### SUPPLIED PASSAGE
******************************

Tuesday, 2 December 2014

#NaNoWriMo - Chapter 6



All of this had to do with our lessons of how South Africa was ‘discovered’, first by the Portuguese, then by the Dutch and how it became an important part of the spice trade. It took until I was older to realise that a country that already had several different tribes living off the land can’t really have been discovered, but at the time it was all pretty fascinating. We hadn’t yet gotten to the part where the English got involved, but learning about Vasco de Garma, how he was the first European to reach India by sea and his realisation that South Africa was the perfect place to stop on the journey was very interesting. My love of history increased with every story about his travels and the difficulties faced by those who traded in spices.

The trips were different in England. Gone were the visits to friend’s farms and nature reserves with hippos. Instead I got to go to places I dreamed of visiting when I first read that history book.  When I told friends about my school trips, their eyes open wide and they sound envious. Yet they don’t realise how exciting it was for me to go on the trips I did over here. The first one I remember was a trip to a Victorian school. We all had to dress up in that style, we were taught as if we were of that era (although obviously minus the caning) and ate a standard lunch at the time. Other children may have thought it was boring. I loved every single minute of it. The building was so incredibly old and held so many stories. For a day I got to live like the children in one of the books I read. It was fascinating and made me want to learn more. They joked that we might have been allowed up the chimney’s to try and be a chimneysweep if we’d been a few years younger. I left there wishing that I was a few years younger, or just a little bit smaller in order to have a go and climbing the chimney.

******************************

### DATA ENTRIES
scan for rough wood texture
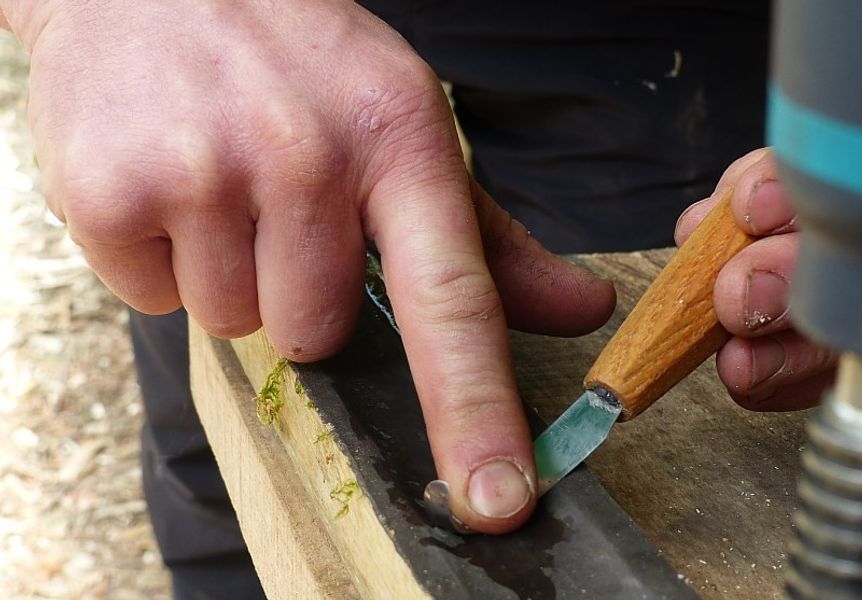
[584,192,754,421]
[513,249,807,600]
[192,246,804,599]
[190,325,359,600]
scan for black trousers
[131,0,769,600]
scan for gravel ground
[0,32,170,600]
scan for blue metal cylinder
[767,0,862,354]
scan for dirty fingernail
[745,179,795,235]
[745,270,788,331]
[467,458,535,519]
[751,336,787,389]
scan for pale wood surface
[191,325,427,600]
[585,192,754,421]
[190,323,359,600]
[513,250,807,600]
[192,246,805,599]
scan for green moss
[329,479,359,520]
[254,358,290,425]
[314,429,332,444]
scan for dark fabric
[364,0,769,252]
[138,0,769,600]
[129,310,265,600]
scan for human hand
[0,0,614,533]
[675,148,837,411]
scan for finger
[471,181,616,336]
[716,331,838,411]
[367,158,536,533]
[170,206,260,338]
[82,237,182,315]
[713,233,799,337]
[673,148,769,246]
[255,188,365,362]
[45,161,181,314]
[730,151,796,236]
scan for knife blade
[366,190,755,520]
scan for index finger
[674,148,795,245]
[367,156,536,533]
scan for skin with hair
[0,0,831,533]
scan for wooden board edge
[189,321,360,600]
[231,331,430,599]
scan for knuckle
[349,59,452,150]
[258,112,348,189]
[58,169,149,246]
[414,263,502,329]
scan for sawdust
[0,32,169,600]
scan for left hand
[675,148,837,411]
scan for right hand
[0,0,614,532]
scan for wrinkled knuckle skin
[415,269,502,329]
[58,168,151,247]
[349,59,452,159]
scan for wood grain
[512,249,809,600]
[190,323,359,600]
[584,192,754,421]
[192,250,805,600]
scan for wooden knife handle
[584,192,755,421]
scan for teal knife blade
[533,388,622,496]
[365,252,622,517]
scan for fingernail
[745,179,794,235]
[751,336,787,390]
[745,270,787,331]
[467,457,535,519]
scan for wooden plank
[193,246,804,598]
[190,325,359,600]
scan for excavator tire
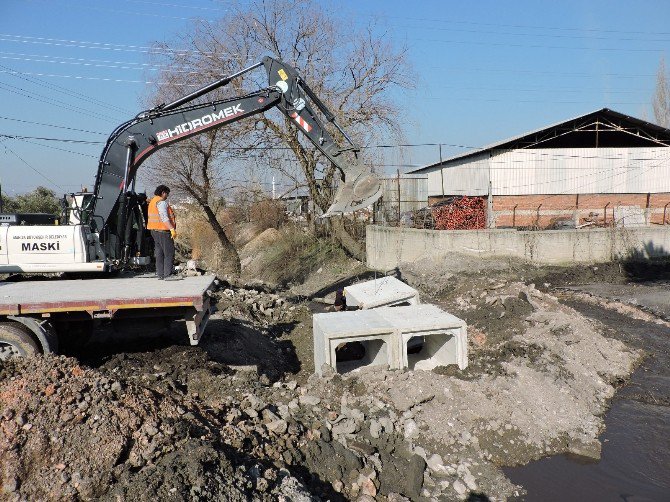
[0,322,42,361]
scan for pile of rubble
[218,288,296,326]
[0,357,312,501]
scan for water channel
[505,294,670,502]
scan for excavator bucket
[322,166,382,218]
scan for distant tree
[2,186,61,215]
[144,0,413,264]
[652,57,670,127]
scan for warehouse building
[411,108,670,228]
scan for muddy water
[505,303,670,502]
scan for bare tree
[144,0,412,256]
[652,57,670,127]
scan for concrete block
[344,277,419,309]
[313,305,468,375]
[313,310,400,375]
[380,304,468,370]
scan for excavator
[0,57,381,273]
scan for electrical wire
[2,143,63,190]
[0,82,121,121]
[0,65,130,113]
[0,116,106,135]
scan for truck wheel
[0,322,41,361]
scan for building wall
[426,147,670,197]
[489,147,670,195]
[420,147,670,228]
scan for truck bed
[0,275,215,316]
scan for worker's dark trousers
[151,230,174,277]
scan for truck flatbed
[0,275,215,355]
[0,275,215,315]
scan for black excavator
[0,57,381,273]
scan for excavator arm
[87,57,381,257]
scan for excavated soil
[0,255,668,501]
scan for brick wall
[493,193,670,228]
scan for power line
[0,116,106,136]
[0,83,121,120]
[3,144,63,190]
[0,133,104,145]
[0,65,133,113]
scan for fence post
[397,169,400,226]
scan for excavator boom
[83,57,381,263]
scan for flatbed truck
[0,275,215,360]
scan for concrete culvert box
[313,305,468,375]
[402,330,467,371]
[377,304,468,370]
[334,339,392,373]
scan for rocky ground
[0,253,668,501]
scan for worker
[147,185,181,281]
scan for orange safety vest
[147,195,177,230]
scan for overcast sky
[0,0,670,198]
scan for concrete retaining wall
[366,225,670,270]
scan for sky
[0,0,670,195]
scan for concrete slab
[313,305,468,375]
[344,277,419,309]
[378,304,468,370]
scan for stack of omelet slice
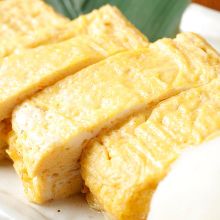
[0,0,148,158]
[0,0,220,220]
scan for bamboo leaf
[46,0,190,41]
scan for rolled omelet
[8,33,220,203]
[0,3,147,57]
[0,119,11,161]
[0,0,148,159]
[81,78,220,220]
[0,0,69,58]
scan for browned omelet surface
[81,79,220,220]
[9,33,220,203]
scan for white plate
[0,4,220,220]
[0,163,104,220]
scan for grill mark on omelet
[81,78,220,220]
[8,31,218,202]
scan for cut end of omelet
[0,0,69,58]
[81,78,220,220]
[9,32,218,205]
[0,119,11,161]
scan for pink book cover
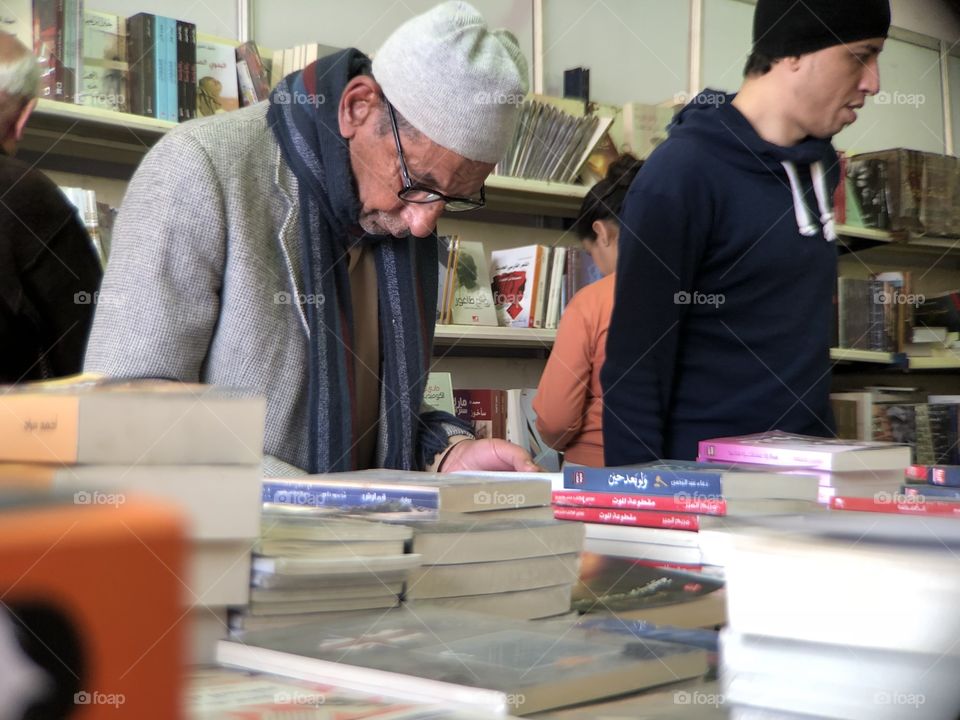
[698,430,894,470]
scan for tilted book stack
[217,608,706,717]
[553,460,817,565]
[0,376,264,661]
[705,513,960,720]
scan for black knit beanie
[753,0,890,60]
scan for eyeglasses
[383,98,487,212]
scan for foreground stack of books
[0,376,264,662]
[258,470,583,628]
[705,513,960,720]
[217,607,706,717]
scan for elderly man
[0,32,101,383]
[601,0,890,465]
[86,2,536,472]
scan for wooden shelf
[830,348,905,365]
[434,325,557,349]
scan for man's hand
[440,438,543,472]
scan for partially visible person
[533,155,643,467]
[0,32,102,383]
[601,0,890,465]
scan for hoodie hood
[670,89,837,241]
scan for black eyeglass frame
[383,98,487,212]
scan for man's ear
[337,75,383,140]
[13,98,37,142]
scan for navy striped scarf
[267,49,469,473]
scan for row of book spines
[127,13,197,122]
[553,490,727,515]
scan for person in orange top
[533,155,643,467]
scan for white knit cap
[373,1,527,163]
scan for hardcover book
[699,430,911,472]
[217,608,706,715]
[0,376,265,465]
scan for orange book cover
[0,494,186,720]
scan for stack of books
[217,607,706,717]
[230,505,420,630]
[705,513,960,720]
[0,376,265,662]
[260,470,583,629]
[553,461,817,567]
[699,430,912,506]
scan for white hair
[0,33,40,100]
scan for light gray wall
[543,0,690,105]
[250,0,533,88]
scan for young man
[602,0,890,465]
[0,32,102,383]
[86,2,536,472]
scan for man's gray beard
[360,211,410,238]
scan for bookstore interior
[0,0,960,720]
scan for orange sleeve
[533,293,596,450]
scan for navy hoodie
[601,90,839,465]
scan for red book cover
[553,490,727,515]
[453,389,507,440]
[830,493,960,517]
[553,505,700,532]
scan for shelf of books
[434,325,557,348]
[21,99,176,167]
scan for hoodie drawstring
[780,160,837,242]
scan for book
[490,245,544,327]
[0,492,188,718]
[453,388,507,440]
[405,553,580,600]
[0,463,260,540]
[217,608,706,715]
[573,553,726,627]
[197,33,240,117]
[563,458,818,502]
[0,376,265,465]
[553,490,812,515]
[423,371,457,415]
[830,493,960,517]
[262,470,550,512]
[699,430,911,472]
[404,513,583,567]
[405,581,570,620]
[184,668,496,720]
[553,506,700,531]
[450,239,498,327]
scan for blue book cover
[262,478,440,512]
[563,460,732,496]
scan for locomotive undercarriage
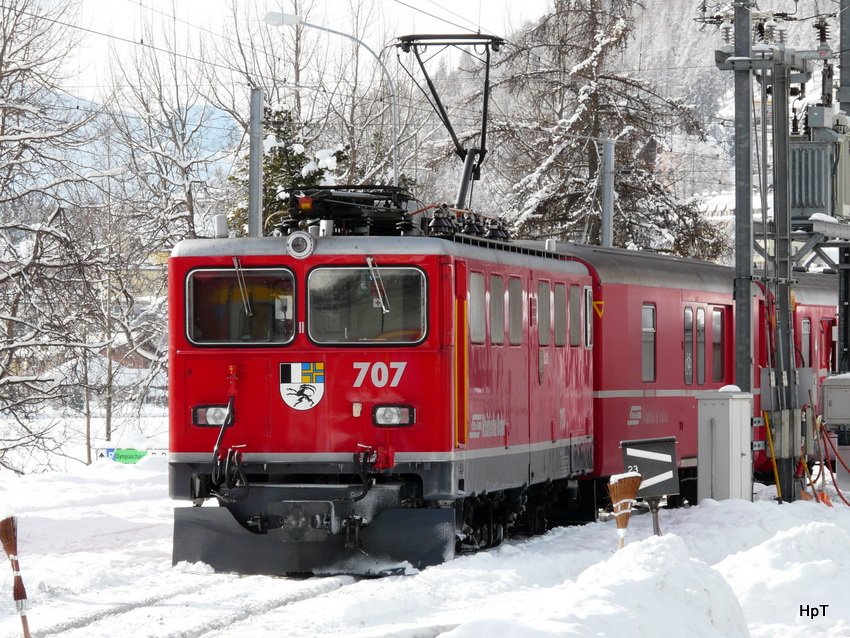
[171,463,595,575]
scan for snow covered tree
[228,108,348,232]
[487,0,724,259]
[0,0,110,471]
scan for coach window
[570,286,581,346]
[469,272,487,343]
[307,266,426,344]
[697,308,705,385]
[490,275,505,345]
[555,284,567,346]
[711,308,726,381]
[537,281,552,346]
[641,304,656,381]
[186,267,295,345]
[800,318,812,368]
[684,307,694,385]
[508,277,523,346]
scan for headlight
[192,405,233,427]
[372,405,416,427]
[286,230,316,259]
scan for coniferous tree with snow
[488,0,725,259]
[228,107,348,233]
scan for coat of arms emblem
[280,361,325,410]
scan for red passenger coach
[569,246,734,488]
[169,189,593,573]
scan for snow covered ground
[0,444,850,638]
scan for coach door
[528,277,566,480]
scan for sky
[64,0,548,97]
[0,416,850,638]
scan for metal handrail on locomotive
[169,187,835,574]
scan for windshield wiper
[366,257,390,314]
[233,257,254,317]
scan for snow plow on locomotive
[169,188,835,574]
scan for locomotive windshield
[307,266,426,343]
[186,268,295,344]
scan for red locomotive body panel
[170,250,452,460]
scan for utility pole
[248,88,263,237]
[733,0,755,393]
[704,6,823,501]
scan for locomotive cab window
[307,265,426,343]
[186,268,295,345]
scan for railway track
[31,574,358,638]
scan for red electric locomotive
[169,188,836,574]
[169,189,593,573]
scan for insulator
[395,215,413,235]
[484,219,502,240]
[763,19,779,44]
[473,215,485,237]
[814,18,829,44]
[720,22,735,44]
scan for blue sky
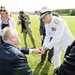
[0,0,75,11]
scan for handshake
[32,46,47,54]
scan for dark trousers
[0,36,4,45]
[41,38,54,62]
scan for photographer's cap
[39,7,52,18]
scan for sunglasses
[0,10,6,12]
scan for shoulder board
[54,19,59,24]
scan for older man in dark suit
[0,27,40,75]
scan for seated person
[0,27,40,75]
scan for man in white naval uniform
[40,8,74,69]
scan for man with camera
[18,10,36,48]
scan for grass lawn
[13,15,75,75]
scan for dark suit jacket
[0,43,34,75]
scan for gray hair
[2,27,16,41]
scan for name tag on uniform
[51,27,56,31]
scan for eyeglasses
[0,10,6,12]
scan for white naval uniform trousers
[43,16,74,69]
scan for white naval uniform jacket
[0,17,16,36]
[43,16,74,50]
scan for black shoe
[40,62,44,65]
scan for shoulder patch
[54,19,59,24]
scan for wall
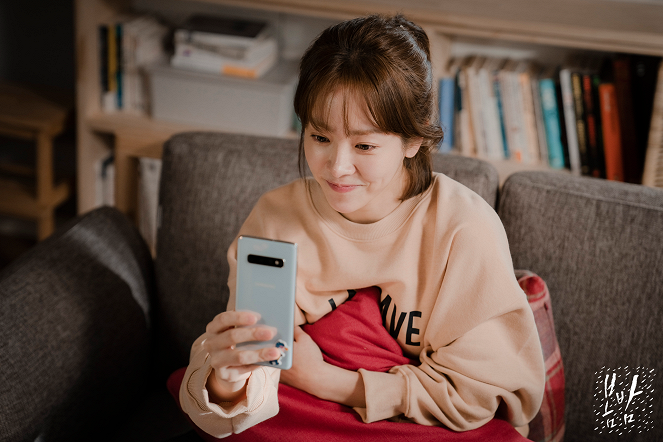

******************************

### STATED PROBLEM 1
From the chapter on history lessons and school trips, list the things the pupils did during the trip to the Victorian school.
### STATED PROBLEM 2
Check each statement against the chapter on history lessons and school trips, answering yes or no and quoting the deciding words:
(a) The lessons taught that the navigator was the first European to reach India by sea.
(b) The school trips in England included visits to nature reserves with hippos.
(c) The pupils at the Victorian school were caned.
### STATED PROBLEM 3
Proceed with the chapter on history lessons and school trips, starting after its final sentence.

### EXERCISE RESULT 1
- Dressed up in the Victorian style
- Were taught as if they were of that era
- Ate a standard lunch of the time

### EXERCISE RESULT 2
(a) Yes: "how he was the first European to reach India by sea"
(b) No: "Gone were the visits to friend’s farms and nature reserves with hippos."
(c) No: "(although obviously minus the caning)"

### EXERCISE RESULT 3
I never would have experienced a trip like the one I did to Sherringham in Norfolk. It was a standard trip that all year 6’s took for a week, before school broke up and we all went off to sixth form. We headed up to Sherringham, partially to learn about coastal erosion, but also in order to experience a few days doing different things. While we were there we got to go on an assault course and do an obstacle course. We learnt archery and shooting. In the evening’s we played games in the woods surrounding the place we stayed at. I learnt orienteering and how to climb and abseil down. In between all that we walked around Cromer. We learnt about coastal erosion and how the seaside communities were formed. We were shown how the houses were built with local stone, and I took some time touching the different stones bumping out from the houses, admiring how smoothed with age they were. I absolutely hated my primary school. I couldn’t wait to leave it, but that week was probably my favourite week at school ever.

At secondary school the trips were mostly for history. I went to an inter-church comprehensive, so there were also a few religious based trips and days away, as well as the occasional history trip and exchange trip. I loved the history trips. One of my favourite was to Stansted Moutfitched, where we were able to walk around the model of a motte and bailey castle. Looking around all the houses, it almost felt as if we’d been taken back in time. I found it incredible how houses had changed and adapted over the centuries. They had models of some of the people who would have worked in the village situated in some of the houses. Some of them had recorded voices, which was hilarious. I still remember the farmer like accents of one as he yelled out “I’m Percy Potter” at us at regular intervals. We were able to put someone in the stocks for a bit, which was brilliant fun.

There is such a depth of historical buildings in this country. After seeing a replica of what castles would have looked like we were able to go around Wimpole Hall and Home Farm and see how the estate developed and changed over the years. On another trip we learnt about Audley End and walked around the grounds. For a child and teenager with love of history and a thirst for knowledge, I always wished that we could have gone around more country houses. My parents couldn’t afford to take all five of us on daytrips like that on a regular basis, so these school trips enabled me to experience things I wouldn’t have otherwise experienced. It was always fun to escape from everyday school trips for a while, but I’m sure for a lot of children it’s also just wonderful to be able to experience things they otherwise wouldn’t have been able to experience.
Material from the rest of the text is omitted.